### Perintah Kerja 1
Berdasarkan teks tentang RUU Masyarakat Adat, jelaskan dalam satu hingga tiga kalimat mengapa pembahasan RUU tersebut tidak dapat dilanjutkan pada masa DPR periode 2014-2019.
### Perintah Kerja 2
Salin bagian teks tentang RUU Masyarakat Adat yang diawali kata-kata yang memuat "Penjelasan di atas" dan diakhiri dengan "prioritas tahun 2020.".

UUD NRI 1945 sebagai aturan tertinggi dalam hierarki perundang-undangan memuat prinsip dasar hukum, sebagaimana disampaikan Gustav Radbruch, tentang kepastian, keadilan, dan kemanfataan. Kepastian hukum, menurut Sudikno Mertokusumo, adalah jaminan bahwa hukum itu dijalankan dalam hal ini yang berhak menurut hukum dapat memperoleh haknya. Ditambahkan oleh Radbruch bahwa prinsip kepastian hukum merupakan tinjauan dari sudut pandang yuridis yang koheren dengan aturan hukum.
Hak Konstitusional yang Diciderai
Kesenjangan das sollen dengan das sein rupanya niscaya terjadi. Meskipun undang-undang menjadi jaminan, namun kerap kali pelaksanaannya tidak sesuai dengan tujuannya. Dalam kondisi demikian, kepastian hukum terciderai. Sejalan dengan hal tersebut, masih ditemukan pengingkaran amanat konstitusi yang berkaitan dengan hak masyarakat adat. Hal ini dapat dilihat berdasarkan data YLBHI yang menunjukkan terjadi pelanggaran hak masyarakat adat di Indonesia tahun 2020. Terdapat 13% masyarakat adat menjadi korban pelanggaran hak hidup, perampasan tanah dengan presentase nilai 20% hingga 13 kasus kriminalisasi masyarakat adat dengan jumlah korban 55 orang. Selain itu, ditemukan 19 kasus dalam konflik agraria dengan kategori perampasan tanah, pengrusakan kebun, pengusiran paksa, dibangun kebun atau pabrik secara sepihak, menentukan kawasan sepihak, dan permintaan meninggalkan lahan.
Penjelasan di atas menggambarkan kondisi masyarakat adat mengalami gelombang permasalahan yang harus segera diatasi. Adapun terdapat RUU masyarakat adat yang mengalami proses legislasi cukup panjang. Telah ada pembahasan RUU tentang masyarakat adat dalam Pansus tahun 2014 namun tidak selesai. Pada tahun 2017 RUU ini masuk dalam program legislasi nasional (prolegnas) prioritas. Namun hingga akhir jabatan anggota DPR periode 2014-2019 pemerintah tidak menyerahkan Daftar Inventarisasi Masalah (DIM) kepada DPR, sehingga RUU tidak dapat dilanjutkan pembahasannya, RUU a quo kembali masuk dalam Prolegnas prioritas tahun 2020.
Sederet permasalahan tidak terpenuhinya hak masyarakat adat padahal telah diakui dan dilindungi oleh konstitusi, ditambah terjadi penundaan pembahasan RUU Masyarakat Adat secara berulang, menjadi urgensi untuk disahkannya RUU ini. Kedepan, regulasi ini dapat menjadi jaminan pengakuan dan perlindungan masyarakat adat yang berprinsip pada kepastian, keadilan, dan kemanfataan. Hal tersebut dapat bermuara kepada tercapainya kesejahteraan bagi masyarakat adat karena di dalamnya juga mengatur tentang mekanisme penyelesaian konflik masyarakat adat.

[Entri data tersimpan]

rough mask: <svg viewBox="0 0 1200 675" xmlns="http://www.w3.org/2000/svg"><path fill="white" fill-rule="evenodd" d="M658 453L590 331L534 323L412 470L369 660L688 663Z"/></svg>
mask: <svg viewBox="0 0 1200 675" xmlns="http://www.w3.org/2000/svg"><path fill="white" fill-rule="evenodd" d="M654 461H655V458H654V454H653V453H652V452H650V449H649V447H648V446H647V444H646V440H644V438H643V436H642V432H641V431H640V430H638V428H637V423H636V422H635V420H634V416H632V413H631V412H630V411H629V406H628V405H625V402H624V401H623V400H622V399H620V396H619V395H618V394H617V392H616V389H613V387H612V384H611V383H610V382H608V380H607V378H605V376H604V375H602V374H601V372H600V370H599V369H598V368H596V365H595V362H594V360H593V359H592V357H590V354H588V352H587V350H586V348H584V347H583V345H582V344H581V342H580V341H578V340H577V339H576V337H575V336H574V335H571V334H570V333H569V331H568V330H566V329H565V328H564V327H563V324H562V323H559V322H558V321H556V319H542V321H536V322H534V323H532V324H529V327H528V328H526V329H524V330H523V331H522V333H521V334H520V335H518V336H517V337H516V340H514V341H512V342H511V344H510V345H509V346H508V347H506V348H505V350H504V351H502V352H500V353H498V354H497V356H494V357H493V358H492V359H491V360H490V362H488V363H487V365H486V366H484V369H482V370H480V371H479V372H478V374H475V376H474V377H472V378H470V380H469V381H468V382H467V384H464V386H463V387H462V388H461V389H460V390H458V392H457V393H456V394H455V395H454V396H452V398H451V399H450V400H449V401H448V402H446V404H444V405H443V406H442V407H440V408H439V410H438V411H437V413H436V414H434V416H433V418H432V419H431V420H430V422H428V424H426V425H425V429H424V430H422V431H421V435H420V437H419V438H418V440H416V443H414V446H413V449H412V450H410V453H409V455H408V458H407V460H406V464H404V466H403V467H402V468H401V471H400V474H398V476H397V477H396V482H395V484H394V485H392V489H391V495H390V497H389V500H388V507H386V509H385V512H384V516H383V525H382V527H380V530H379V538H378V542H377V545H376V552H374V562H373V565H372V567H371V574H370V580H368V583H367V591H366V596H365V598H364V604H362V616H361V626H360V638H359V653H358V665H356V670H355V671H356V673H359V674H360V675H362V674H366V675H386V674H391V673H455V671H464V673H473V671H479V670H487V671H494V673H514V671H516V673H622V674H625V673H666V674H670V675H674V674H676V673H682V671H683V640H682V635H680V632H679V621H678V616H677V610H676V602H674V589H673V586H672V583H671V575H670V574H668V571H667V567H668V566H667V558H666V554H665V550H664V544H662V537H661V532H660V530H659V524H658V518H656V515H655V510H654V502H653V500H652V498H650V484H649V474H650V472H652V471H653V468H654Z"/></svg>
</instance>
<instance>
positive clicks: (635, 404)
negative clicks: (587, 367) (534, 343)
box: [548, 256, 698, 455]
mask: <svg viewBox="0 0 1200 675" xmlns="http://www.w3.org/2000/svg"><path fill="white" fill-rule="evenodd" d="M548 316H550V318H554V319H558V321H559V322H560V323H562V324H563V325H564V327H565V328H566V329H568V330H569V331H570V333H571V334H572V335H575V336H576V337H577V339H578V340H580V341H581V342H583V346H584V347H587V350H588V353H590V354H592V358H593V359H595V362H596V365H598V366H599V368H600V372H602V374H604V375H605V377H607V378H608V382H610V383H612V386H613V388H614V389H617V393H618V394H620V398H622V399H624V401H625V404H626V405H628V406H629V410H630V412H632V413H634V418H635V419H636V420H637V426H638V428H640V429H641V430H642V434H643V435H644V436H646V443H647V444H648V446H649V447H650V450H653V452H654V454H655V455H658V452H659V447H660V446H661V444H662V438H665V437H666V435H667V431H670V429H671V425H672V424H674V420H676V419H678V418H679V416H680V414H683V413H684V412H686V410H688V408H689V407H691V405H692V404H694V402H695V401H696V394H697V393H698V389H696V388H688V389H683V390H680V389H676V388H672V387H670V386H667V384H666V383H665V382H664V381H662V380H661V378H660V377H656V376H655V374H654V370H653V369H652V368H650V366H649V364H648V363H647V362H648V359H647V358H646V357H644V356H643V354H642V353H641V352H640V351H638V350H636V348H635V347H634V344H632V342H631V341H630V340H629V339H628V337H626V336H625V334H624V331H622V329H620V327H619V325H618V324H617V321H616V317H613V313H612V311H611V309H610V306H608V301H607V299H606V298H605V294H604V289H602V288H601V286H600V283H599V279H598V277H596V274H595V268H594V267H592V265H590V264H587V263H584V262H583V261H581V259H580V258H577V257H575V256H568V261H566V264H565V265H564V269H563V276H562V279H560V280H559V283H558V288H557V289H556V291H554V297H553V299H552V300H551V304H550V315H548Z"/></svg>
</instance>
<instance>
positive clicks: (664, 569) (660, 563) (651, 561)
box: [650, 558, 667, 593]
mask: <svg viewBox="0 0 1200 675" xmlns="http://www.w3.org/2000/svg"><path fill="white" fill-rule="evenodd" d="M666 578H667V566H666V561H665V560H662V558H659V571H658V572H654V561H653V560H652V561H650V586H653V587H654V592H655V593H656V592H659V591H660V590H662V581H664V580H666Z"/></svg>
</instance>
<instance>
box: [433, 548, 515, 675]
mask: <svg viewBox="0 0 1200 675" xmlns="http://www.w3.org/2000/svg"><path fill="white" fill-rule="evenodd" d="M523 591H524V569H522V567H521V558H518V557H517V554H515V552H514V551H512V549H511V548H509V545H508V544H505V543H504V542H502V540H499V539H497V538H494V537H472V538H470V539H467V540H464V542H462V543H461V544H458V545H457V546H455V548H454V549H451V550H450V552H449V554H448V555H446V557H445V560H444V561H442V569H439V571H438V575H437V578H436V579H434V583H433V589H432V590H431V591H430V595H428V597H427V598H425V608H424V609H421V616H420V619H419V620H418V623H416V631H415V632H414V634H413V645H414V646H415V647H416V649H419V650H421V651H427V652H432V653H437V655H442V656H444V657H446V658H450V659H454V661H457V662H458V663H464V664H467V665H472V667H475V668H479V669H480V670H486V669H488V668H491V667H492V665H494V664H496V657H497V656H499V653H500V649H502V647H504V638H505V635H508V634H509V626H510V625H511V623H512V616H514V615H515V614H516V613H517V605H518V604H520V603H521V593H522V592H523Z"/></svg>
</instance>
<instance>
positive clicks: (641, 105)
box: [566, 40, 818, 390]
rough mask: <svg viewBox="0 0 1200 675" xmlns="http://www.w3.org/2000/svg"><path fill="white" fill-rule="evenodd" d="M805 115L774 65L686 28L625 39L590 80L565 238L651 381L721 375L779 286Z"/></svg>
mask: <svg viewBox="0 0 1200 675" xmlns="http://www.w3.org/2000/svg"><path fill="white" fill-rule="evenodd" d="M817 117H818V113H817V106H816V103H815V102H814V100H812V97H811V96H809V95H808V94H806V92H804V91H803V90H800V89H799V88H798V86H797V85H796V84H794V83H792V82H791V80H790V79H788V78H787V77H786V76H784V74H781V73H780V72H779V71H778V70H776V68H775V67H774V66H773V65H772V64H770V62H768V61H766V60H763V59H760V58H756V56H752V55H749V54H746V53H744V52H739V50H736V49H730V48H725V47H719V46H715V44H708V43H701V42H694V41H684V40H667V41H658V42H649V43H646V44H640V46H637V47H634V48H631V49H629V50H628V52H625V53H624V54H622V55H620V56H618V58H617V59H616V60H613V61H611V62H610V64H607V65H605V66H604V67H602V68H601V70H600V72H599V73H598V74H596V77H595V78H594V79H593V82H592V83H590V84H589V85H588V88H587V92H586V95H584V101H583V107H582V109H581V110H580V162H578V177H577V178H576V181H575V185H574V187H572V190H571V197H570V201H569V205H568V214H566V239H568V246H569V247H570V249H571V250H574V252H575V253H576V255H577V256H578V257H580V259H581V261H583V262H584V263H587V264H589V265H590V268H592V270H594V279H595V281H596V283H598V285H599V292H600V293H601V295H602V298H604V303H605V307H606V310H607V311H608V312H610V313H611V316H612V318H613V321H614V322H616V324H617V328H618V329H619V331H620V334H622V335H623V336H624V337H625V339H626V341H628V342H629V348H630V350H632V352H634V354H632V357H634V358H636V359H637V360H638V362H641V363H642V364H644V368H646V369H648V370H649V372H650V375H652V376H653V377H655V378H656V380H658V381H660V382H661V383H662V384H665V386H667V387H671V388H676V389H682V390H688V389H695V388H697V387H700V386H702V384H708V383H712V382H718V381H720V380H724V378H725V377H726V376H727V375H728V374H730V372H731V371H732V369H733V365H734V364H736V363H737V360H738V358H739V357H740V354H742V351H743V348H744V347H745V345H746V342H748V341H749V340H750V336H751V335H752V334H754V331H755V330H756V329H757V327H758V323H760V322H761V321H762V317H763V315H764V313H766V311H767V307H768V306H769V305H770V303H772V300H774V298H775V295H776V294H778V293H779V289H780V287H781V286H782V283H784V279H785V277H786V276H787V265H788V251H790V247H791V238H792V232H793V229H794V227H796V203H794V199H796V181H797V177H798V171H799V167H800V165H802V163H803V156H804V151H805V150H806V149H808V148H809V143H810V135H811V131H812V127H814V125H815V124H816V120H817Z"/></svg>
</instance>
--
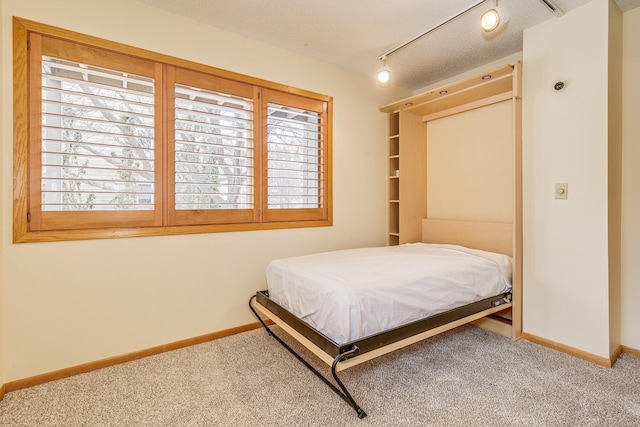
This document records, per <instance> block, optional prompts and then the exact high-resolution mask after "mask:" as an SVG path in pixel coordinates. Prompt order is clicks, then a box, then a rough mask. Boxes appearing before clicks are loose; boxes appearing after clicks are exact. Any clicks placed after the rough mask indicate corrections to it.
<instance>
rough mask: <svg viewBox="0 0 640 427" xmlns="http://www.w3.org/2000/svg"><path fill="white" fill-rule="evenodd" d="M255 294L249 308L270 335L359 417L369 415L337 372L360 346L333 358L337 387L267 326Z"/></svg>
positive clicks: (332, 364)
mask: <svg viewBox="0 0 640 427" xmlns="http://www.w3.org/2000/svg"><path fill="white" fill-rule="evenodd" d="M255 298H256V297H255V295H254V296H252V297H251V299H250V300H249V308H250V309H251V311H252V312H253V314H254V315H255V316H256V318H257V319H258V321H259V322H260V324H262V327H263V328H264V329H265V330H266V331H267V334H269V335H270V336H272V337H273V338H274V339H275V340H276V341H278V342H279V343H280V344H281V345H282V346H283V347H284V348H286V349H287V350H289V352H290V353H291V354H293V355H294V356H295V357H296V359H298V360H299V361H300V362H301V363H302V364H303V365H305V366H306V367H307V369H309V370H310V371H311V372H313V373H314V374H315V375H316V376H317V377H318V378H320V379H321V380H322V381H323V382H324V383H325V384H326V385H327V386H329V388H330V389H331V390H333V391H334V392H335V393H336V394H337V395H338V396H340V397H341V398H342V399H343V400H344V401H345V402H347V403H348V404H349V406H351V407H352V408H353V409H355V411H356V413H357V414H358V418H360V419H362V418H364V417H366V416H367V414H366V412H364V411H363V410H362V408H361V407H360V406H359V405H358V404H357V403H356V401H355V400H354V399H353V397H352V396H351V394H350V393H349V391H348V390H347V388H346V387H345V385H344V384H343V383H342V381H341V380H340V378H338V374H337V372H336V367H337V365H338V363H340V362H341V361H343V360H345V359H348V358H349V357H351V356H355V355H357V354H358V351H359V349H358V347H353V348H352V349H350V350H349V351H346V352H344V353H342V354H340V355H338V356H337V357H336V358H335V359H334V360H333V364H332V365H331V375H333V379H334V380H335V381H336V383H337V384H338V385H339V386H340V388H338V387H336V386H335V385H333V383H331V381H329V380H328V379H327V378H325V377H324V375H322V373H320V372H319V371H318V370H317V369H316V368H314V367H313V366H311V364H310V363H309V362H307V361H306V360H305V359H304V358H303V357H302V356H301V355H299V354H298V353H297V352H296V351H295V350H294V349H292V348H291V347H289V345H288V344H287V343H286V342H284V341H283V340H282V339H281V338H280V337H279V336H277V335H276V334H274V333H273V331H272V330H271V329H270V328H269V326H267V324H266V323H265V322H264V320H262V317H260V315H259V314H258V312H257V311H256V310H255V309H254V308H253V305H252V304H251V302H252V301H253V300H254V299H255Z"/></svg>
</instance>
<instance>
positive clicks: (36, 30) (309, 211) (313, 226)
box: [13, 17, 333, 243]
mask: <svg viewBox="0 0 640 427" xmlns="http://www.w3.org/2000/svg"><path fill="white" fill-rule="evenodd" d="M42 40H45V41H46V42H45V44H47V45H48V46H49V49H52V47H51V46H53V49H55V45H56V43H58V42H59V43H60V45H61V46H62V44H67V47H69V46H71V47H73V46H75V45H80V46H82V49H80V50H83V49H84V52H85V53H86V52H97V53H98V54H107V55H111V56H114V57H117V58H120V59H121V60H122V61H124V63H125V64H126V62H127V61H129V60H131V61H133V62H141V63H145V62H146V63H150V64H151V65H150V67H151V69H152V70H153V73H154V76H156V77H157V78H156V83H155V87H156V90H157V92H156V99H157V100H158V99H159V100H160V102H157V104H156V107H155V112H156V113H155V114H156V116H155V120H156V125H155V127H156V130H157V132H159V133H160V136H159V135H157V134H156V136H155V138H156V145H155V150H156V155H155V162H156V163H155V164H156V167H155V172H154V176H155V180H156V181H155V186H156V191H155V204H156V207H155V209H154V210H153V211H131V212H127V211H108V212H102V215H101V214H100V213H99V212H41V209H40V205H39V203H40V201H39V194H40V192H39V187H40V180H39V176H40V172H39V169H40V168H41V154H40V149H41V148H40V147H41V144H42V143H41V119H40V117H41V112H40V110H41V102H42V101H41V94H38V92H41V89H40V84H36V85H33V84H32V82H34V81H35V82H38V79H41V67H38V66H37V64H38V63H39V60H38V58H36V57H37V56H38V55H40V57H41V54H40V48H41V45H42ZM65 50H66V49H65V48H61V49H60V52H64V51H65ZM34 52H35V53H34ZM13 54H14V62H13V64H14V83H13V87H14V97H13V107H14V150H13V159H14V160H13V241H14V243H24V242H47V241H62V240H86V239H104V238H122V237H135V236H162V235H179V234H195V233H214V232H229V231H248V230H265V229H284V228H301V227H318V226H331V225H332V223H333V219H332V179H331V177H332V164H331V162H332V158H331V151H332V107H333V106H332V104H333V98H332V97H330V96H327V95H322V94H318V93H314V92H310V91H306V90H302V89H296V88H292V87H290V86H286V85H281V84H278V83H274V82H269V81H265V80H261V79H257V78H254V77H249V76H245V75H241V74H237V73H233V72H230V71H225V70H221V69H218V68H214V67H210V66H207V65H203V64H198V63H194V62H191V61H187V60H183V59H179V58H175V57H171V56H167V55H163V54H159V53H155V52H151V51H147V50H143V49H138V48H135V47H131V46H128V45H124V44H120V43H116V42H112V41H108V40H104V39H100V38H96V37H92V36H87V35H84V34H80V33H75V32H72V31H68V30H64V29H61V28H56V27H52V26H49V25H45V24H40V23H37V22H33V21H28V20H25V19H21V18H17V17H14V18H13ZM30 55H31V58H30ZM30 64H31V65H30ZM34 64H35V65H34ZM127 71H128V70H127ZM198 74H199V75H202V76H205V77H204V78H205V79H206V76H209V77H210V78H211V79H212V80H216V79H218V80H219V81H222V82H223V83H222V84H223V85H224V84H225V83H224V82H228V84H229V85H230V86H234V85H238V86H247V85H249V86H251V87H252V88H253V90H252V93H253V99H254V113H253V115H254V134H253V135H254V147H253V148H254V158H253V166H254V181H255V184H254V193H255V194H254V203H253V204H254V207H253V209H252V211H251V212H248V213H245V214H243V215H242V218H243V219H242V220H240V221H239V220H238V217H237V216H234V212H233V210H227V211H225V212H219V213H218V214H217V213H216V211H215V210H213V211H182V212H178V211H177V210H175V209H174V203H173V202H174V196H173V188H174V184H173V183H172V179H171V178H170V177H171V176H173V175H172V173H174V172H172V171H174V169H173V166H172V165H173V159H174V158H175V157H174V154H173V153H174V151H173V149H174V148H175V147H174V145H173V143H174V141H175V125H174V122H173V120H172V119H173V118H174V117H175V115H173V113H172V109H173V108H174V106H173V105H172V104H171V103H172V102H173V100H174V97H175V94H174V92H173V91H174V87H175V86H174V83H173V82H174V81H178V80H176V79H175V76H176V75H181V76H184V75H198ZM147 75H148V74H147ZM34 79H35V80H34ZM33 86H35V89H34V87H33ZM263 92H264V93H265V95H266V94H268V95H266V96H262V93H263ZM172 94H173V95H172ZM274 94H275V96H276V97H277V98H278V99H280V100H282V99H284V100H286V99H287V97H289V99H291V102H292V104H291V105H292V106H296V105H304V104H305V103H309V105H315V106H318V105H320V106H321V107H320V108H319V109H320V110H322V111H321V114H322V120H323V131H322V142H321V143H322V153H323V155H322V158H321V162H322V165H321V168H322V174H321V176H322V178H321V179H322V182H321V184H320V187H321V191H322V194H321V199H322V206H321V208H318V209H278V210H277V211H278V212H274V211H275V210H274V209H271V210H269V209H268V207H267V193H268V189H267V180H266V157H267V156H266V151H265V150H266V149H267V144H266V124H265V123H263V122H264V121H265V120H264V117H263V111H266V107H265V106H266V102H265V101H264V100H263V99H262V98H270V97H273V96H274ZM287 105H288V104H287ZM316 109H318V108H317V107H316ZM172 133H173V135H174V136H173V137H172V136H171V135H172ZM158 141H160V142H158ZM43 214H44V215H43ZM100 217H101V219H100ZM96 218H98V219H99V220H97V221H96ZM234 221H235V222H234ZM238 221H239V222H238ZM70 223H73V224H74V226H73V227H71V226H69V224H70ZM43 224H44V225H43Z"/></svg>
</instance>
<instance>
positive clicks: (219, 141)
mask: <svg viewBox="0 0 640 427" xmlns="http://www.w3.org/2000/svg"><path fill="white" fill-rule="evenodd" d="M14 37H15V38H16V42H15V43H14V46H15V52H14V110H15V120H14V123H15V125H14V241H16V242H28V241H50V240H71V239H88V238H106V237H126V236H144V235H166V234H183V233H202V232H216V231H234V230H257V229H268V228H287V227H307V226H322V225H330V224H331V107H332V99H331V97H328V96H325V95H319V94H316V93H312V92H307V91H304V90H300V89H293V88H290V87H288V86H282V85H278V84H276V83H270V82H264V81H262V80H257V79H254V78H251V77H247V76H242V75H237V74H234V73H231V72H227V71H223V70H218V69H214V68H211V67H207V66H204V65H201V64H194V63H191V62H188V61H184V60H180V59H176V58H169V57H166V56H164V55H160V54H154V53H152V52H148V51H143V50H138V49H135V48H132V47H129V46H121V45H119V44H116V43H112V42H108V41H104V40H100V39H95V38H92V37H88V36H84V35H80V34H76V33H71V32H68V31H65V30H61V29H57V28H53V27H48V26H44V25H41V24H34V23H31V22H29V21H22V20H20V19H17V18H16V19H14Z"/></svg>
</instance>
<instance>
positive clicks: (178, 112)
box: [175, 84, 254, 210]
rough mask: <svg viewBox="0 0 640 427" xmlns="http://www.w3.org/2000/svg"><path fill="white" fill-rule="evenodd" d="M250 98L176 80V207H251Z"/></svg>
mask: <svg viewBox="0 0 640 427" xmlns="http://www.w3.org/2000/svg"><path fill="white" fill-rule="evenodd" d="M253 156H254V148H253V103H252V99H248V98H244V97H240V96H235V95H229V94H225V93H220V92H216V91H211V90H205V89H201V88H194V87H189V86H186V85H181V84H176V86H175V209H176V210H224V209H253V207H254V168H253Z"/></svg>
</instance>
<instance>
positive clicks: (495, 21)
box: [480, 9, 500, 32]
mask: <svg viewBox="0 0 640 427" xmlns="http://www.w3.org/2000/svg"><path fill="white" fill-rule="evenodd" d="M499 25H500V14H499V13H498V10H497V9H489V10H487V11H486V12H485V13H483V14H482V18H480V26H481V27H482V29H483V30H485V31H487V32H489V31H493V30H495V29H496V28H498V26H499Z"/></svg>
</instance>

### Hasil 1
Pembahasan RUU Masyarakat Adat tidak dapat dilanjutkan karena hingga akhir masa jabatan anggota DPR periode 2014-2019, pemerintah tidak menyerahkan Daftar Inventarisasi Masalah (DIM) kepada DPR. Akibatnya, RUU tersebut kembali masuk dalam Prolegnas prioritas tahun 2020.

### Hasil 2
Penjelasan di atas menggambarkan kondisi masyarakat adat mengalami gelombang permasalahan yang harus segera diatasi. Adapun terdapat RUU masyarakat adat yang mengalami proses legislasi cukup panjang. Telah ada pembahasan RUU tentang masyarakat adat dalam Pansus tahun 2014 namun tidak selesai. Pada tahun 2017 RUU ini masuk dalam program legislasi nasional (prolegnas) prioritas. Namun hingga akhir jabatan anggota DPR periode 2014-2019 pemerintah tidak menyerahkan Daftar Inventarisasi Masalah (DIM) kepada DPR, sehingga RUU tidak dapat dilanjutkan pembahasannya, RUU a quo kembali masuk dalam Prolegnas prioritas tahun 2020.